- [TASK REQUIREMENTS]: In the passage on the Assam eviction dispute, what did BJP MLA Ramakanta Deuri call his Congress colleague Sherman Ali?

- [PASSAGE PROVIDED]:
====================

Here, near the village of Hatimuria in Mayong, otherwise known for black magic, it has already transpired, after a short cycle of violence between the now-evicted settlers and the villagers on August 13.

In state capital Guwahati, a related drama was being enacted simultaneously in the state assembly as BJP MLA Ramakanta Deuri called his Congress colleague Sherman Ali 'Bangladeshi'. Ali was arguing that the alleged encroachers of government land might not always be illegal migrants from the neighbouring country. They should be properly rehabilitated, he suggested, instead of being indiscriminately evicted. It's worth mentioning that Ali, now accused by Deuri of being a foreigner, famously scored top marks in Assamese in his 10th board exam. But such nuances were lost in the heat of the unparliamentary clamour that consumed the assembly for the rest of the day.

====================

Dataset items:
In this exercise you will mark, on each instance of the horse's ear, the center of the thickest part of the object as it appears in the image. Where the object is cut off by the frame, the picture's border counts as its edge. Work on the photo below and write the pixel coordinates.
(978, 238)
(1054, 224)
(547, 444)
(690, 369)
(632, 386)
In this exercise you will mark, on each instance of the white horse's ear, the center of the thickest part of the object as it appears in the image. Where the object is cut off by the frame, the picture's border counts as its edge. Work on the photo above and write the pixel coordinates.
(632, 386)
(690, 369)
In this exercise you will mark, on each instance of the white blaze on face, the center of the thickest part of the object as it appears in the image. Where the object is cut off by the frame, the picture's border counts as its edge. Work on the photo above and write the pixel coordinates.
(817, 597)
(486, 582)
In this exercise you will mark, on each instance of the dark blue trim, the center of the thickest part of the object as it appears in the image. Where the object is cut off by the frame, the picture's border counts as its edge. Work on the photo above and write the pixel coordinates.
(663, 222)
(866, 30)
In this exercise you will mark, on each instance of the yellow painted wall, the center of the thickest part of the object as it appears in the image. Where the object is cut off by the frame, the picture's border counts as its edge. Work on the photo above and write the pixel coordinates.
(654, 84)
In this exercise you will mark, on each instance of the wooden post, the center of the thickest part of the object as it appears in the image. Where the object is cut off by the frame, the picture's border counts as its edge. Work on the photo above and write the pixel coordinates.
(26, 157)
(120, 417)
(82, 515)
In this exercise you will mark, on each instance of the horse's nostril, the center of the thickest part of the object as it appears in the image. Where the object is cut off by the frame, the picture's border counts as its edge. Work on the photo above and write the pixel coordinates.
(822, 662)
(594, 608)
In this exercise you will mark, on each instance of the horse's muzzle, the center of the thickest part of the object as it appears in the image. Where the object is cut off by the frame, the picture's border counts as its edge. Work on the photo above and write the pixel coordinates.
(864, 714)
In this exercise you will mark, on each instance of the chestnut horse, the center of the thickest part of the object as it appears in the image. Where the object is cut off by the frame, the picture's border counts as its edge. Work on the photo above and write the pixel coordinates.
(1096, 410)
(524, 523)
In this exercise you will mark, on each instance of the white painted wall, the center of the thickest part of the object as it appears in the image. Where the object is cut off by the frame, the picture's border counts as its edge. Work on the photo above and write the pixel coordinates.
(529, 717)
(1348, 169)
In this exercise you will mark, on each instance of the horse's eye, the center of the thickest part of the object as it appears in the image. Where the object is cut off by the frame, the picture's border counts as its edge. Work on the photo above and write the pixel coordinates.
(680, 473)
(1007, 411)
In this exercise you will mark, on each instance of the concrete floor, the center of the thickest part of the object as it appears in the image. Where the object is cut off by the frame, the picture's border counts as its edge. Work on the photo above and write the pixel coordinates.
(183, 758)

====================

- [ANSWER]: He called him "Bangladeshi."